_What you will do_
Reproduce the listing that follows so that each line matches the original exactly.

_Extracted information_
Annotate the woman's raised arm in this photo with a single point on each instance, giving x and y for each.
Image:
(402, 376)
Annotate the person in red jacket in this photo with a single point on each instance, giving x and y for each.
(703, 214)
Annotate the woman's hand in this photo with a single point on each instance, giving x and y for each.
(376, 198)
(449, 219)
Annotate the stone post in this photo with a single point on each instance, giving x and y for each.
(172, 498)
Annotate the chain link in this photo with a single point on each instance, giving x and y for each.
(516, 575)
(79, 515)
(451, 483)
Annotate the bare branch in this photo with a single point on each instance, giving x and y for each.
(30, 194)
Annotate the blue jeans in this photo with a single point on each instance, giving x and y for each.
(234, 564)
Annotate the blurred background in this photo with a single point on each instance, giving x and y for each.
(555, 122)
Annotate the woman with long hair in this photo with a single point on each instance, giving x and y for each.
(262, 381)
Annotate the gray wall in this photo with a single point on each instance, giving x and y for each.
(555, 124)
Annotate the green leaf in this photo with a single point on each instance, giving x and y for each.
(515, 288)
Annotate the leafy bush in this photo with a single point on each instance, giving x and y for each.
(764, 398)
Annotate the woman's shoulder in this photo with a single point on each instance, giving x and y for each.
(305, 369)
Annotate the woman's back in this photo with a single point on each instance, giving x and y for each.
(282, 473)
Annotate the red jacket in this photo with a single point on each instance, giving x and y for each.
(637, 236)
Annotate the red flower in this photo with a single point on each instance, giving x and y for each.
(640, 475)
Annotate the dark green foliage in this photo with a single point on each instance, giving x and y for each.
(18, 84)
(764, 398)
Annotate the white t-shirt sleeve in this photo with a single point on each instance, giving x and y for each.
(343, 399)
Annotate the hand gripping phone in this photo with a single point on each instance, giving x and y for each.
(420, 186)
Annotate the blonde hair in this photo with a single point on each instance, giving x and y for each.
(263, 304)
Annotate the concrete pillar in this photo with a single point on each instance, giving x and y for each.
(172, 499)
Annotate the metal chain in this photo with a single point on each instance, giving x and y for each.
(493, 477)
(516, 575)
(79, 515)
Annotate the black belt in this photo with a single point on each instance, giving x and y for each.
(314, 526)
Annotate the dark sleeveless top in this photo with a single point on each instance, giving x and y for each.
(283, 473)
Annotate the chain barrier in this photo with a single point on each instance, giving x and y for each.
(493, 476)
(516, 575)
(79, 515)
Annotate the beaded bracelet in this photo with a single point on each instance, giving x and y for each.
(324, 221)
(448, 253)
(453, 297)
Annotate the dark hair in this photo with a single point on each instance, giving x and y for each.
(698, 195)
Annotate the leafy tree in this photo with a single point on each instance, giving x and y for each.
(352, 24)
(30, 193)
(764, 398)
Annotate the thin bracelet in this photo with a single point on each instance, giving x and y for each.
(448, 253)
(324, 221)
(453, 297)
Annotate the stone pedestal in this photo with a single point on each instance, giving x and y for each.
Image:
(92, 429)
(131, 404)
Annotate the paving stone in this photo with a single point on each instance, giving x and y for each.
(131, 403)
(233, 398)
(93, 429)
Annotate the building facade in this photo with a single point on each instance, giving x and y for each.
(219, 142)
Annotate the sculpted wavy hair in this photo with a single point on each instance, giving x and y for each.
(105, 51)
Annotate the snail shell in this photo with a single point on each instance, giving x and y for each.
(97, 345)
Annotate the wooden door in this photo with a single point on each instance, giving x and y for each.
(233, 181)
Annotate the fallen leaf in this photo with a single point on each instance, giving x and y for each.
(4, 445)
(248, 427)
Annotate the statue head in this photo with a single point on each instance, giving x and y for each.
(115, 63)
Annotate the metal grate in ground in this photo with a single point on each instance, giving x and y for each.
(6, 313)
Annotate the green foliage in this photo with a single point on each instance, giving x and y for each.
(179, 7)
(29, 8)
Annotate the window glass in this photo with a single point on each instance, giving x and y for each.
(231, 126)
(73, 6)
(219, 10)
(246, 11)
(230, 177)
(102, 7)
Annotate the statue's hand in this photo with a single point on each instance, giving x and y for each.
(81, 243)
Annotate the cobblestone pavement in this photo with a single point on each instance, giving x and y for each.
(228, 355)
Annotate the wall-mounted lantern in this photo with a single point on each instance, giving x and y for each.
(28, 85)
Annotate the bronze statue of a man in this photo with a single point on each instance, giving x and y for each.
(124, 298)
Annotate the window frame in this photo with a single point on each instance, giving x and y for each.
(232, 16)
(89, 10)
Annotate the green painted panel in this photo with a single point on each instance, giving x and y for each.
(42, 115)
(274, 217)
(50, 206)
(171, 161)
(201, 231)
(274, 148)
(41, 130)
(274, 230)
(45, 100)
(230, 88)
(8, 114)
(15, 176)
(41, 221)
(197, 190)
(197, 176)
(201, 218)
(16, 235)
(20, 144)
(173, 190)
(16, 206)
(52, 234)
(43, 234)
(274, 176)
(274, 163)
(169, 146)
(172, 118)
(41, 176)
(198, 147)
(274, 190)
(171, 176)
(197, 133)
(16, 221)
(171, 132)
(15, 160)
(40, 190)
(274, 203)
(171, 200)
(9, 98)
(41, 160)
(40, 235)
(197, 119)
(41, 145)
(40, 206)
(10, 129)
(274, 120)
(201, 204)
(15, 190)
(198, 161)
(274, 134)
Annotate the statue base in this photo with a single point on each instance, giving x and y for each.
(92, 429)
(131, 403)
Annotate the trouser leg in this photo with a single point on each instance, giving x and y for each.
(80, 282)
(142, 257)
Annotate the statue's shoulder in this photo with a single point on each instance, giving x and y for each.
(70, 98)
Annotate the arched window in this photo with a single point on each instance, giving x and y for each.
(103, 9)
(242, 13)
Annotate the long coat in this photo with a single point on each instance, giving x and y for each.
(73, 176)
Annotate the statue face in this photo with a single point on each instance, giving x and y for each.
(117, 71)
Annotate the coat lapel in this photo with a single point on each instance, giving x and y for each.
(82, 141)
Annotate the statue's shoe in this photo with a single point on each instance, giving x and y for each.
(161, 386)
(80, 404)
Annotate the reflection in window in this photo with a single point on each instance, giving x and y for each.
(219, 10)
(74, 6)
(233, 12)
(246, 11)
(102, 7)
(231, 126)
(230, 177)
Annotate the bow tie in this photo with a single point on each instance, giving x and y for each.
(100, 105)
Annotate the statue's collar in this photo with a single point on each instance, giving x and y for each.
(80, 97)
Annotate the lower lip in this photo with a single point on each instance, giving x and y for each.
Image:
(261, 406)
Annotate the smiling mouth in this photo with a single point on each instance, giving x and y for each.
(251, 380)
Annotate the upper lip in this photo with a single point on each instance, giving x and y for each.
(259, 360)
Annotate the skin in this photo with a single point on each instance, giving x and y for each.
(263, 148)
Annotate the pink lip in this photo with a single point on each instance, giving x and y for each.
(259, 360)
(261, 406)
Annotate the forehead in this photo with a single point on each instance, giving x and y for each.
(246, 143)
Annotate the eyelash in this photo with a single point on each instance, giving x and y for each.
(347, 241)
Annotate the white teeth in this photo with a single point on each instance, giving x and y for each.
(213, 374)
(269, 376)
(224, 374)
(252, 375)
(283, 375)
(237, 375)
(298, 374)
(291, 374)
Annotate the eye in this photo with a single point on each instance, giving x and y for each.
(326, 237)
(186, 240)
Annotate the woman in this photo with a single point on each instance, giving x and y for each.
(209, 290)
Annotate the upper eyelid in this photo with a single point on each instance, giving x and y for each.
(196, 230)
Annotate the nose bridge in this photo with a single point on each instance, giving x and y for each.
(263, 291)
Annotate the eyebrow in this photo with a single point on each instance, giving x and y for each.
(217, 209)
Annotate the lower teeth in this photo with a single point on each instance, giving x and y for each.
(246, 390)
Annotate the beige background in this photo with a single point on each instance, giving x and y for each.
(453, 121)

_Written answer_
Annotate the woman's raised arm in this photo with a single point on each instance, giving x and y for each.
Image:
(402, 376)
Annotate the person in red jacket in this photo with a single point on each instance, giving x and y for each.
(703, 214)
Annotate the woman's hand in this photo with a single point on each instance, giving x and y for each.
(376, 198)
(449, 219)
Annotate the stone post in this photo with a single point on each instance, giving x and y for each.
(172, 498)
Annotate the chain link in this photo with a single point on each instance, giving x and y for each.
(516, 575)
(79, 515)
(451, 483)
Annotate the bare branch in this photo with a single point on each instance, giving x and y for each.
(30, 194)
Annotate the blue jeans in this photo with a single point on each instance, giving x and y for each.
(234, 564)
Annotate the blurred background in this photo with a single point on each instance, giving x and y for each.
(555, 122)
Annotate the woman with long hair in this photo with a single point on each instance, giving x and y for each.
(262, 381)
Annotate the gray wall in this photo with a single point on each instance, giving x and y for each.
(555, 124)
Annotate the green leaf in this photo with a single point on each instance, giving x and y for each.
(515, 288)
Annotate the leafy bush in this photo with a single point on each instance, giving x and y for each.
(764, 398)
Annotate the woman's shoulder in this photo with a single point on each instance, giving x and y for each.
(305, 369)
Annotate the woman's back in this photo with a single point on each instance, giving x and y for each.
(282, 473)
Annotate the red jacket in this photo with a single point on each instance, giving x and y for each.
(637, 236)
Annotate the red flower in this photo with a single point on each instance, giving x and y for each.
(640, 475)
Annotate the dark green foliage in this photo with a single point on each instance, giving x and y for each.
(18, 84)
(764, 398)
Annotate the white t-shirt sleeve in this photo with a single point on each instance, giving x and y for each.
(343, 399)
Annotate the hand gripping phone in this photo with a single point on each instance, giving x and y for each.
(420, 186)
Annotate the blonde hair in this photo with a single point on each instance, giving x and y for each.
(263, 304)
Annotate the concrete pillar in this photo with a single point on each instance, giving x and y for each.
(172, 499)
Annotate the metal chain in this photo with a single point on each instance, giving x and y for each.
(493, 477)
(516, 575)
(79, 515)
Annotate the black belt in this photo with a single point on each instance, giving x and y for each.
(314, 526)
Annotate the dark sleeveless top in this photo with a single point on each instance, giving x and y for each.
(283, 473)
Annotate the chain barrier in this photo with a single point on each instance, giving x and y for each.
(493, 476)
(516, 575)
(79, 515)
Annotate the beaded bracelet in this photo with a single point on each instance, giving x and y for each.
(324, 221)
(448, 253)
(453, 297)
Annotate the dark hair in this photo with a single point on each instance, giving x and y for each.
(698, 195)
Annotate the leafy tree in this photo with a single point on each instance, giving x and y for each.
(352, 24)
(30, 193)
(764, 398)
Annotate the thin bracelet in this photo with a single point on each instance, giving x and y for each.
(448, 253)
(324, 221)
(453, 297)
Annotate the stone pedestal in this photo with a single point on each instance, giving x and y for each.
Image:
(92, 429)
(131, 404)
Annotate the paving stone in this photo with a single point on each instance, giving x and y for each.
(131, 403)
(233, 398)
(93, 429)
Annotate the building facade in this photo with a single point on each instance, giving x and y for each.
(219, 142)
Annotate the sculpted wavy hair in this photo with a single point on each instance, giving x and y for each.
(105, 51)
Annotate the snail shell in this photo with a single point on each instance, giving x and y for each.
(97, 345)
Annotate the wooden door in this photo with a single point on each instance, giving x and y for each.
(233, 181)
Annotate the fallen leaf in this photo with a single point on each instance, giving x and y for each.
(4, 445)
(248, 427)
Annotate the statue head in this photo with a single point on each instance, giving x and y for each.
(115, 63)
Annotate the metal grate in ground in this photo with a single point on each instance, giving x and y for each.
(6, 313)
Annotate the green foliage in this photo with a single point on each instance, giving x and y for each.
(179, 7)
(29, 8)
Annotate the window glass in this photo with a single point on each instance, giving x and y for each.
(231, 126)
(73, 6)
(219, 10)
(246, 11)
(230, 177)
(102, 7)
Annotate the statue's hand in this photo with a single point on each instance, giving x and y for each.
(81, 243)
Annotate the cobblestone pavement in this photo with a single point on each instance, giving x and y for each.
(228, 355)
Annotate the wall-mounted lantern in this photo with a single point on each instance, giving x and y for each.
(28, 85)
Annotate the bronze statue of a man in this photo with a single point on each instance, giving x and y for each.
(124, 298)
Annotate the window frame in this photo with a single point on each instance, giving x and y for each.
(232, 16)
(89, 10)
Annotate the green painted panel in this photo with a single point on each instance, giving x and y for each.
(42, 115)
(274, 217)
(50, 206)
(171, 161)
(201, 231)
(274, 148)
(41, 130)
(274, 230)
(45, 100)
(230, 88)
(8, 114)
(15, 176)
(41, 221)
(197, 190)
(197, 176)
(201, 218)
(16, 235)
(20, 144)
(173, 190)
(16, 206)
(52, 234)
(43, 234)
(274, 176)
(274, 163)
(169, 146)
(172, 118)
(41, 176)
(198, 147)
(274, 190)
(171, 176)
(197, 133)
(16, 221)
(171, 132)
(15, 160)
(40, 190)
(274, 203)
(171, 200)
(9, 98)
(41, 160)
(40, 235)
(197, 119)
(41, 145)
(40, 206)
(10, 129)
(274, 120)
(201, 204)
(15, 190)
(198, 161)
(274, 134)
Annotate the statue base in this photo with a single point on each instance, giving x and y for each.
(92, 429)
(131, 403)
Annotate the trouser leg in this photo with a single point on each instance, giving x and y for each.
(80, 282)
(142, 257)
Annotate the statue's shoulder in this photo with a single point on each instance, giving x and y for each.
(70, 98)
Annotate the arched window in this photo with a single point on each instance, giving x and y for each.
(103, 9)
(242, 13)
Annotate the long coat in this photo with a single point on each instance, giving x and y for each.
(73, 176)
Annotate the statue face in this photo with a single point on each instance, giving x and y for each.
(117, 71)
Annotate the coat lapel in this photo with a single point on each instance, giving x and y for each.
(82, 141)
Annotate the statue's shoe in this photo with a single point on each instance, giving x and y for each.
(161, 386)
(80, 404)
Annotate the reflection in window in this photo with a single point on each instance, giving x and y for each.
(219, 10)
(74, 6)
(233, 12)
(246, 11)
(102, 7)
(231, 126)
(230, 177)
Annotate the bow tie in this photo with a single point on each instance, giving x and y for each.
(100, 105)
Annotate the statue's collar in this photo with a single point on each instance, giving x and y for each.
(80, 97)
Annotate the lower lip in this photo with a single point on each instance, giving x and y for each.
Image:
(261, 406)
Annotate the smiling mouth in this photo with a single point on each instance, giving x and y for each.
(251, 380)
Annotate the upper lip in this photo with a single point on each instance, giving x and y for each.
(259, 360)
Annotate the skin in this photo with a single point on each instance, giving x and y for each.
(263, 148)
Annotate the pink lip in this photo with a single point on each instance, giving x and y for each.
(259, 360)
(261, 406)
Annotate the forehead in this photo with a single point on each instance, giving x and y for each.
(246, 143)
Annotate the eyelash in this photo with a single point on each instance, giving x and y for each.
(347, 241)
Annotate the white teeth in this photo with a single point on each instance, giving x and y for each.
(213, 374)
(269, 376)
(224, 374)
(252, 375)
(283, 375)
(237, 375)
(298, 374)
(291, 374)
Annotate the eye in this photo with a single point on each instance, giving x and y for each.
(326, 237)
(186, 240)
Annotate the woman in this photo with a single point on each instance, giving x and y for each.
(209, 290)
Annotate the upper eyelid in this photo with a single point on each instance, giving x and y for each.
(196, 230)
Annotate the nose bridge in this photo with a single point on each instance, giving x and y for each.
(263, 291)
Annotate the eyebrow in this photo with a single point on each instance, giving x and y for each.
(217, 209)
Annotate the lower teeth in this photo with a single point on each instance, giving x and y for each.
(246, 390)
Annotate the beige background in this photo with a single point on each instance, giving x and y for each.
(453, 121)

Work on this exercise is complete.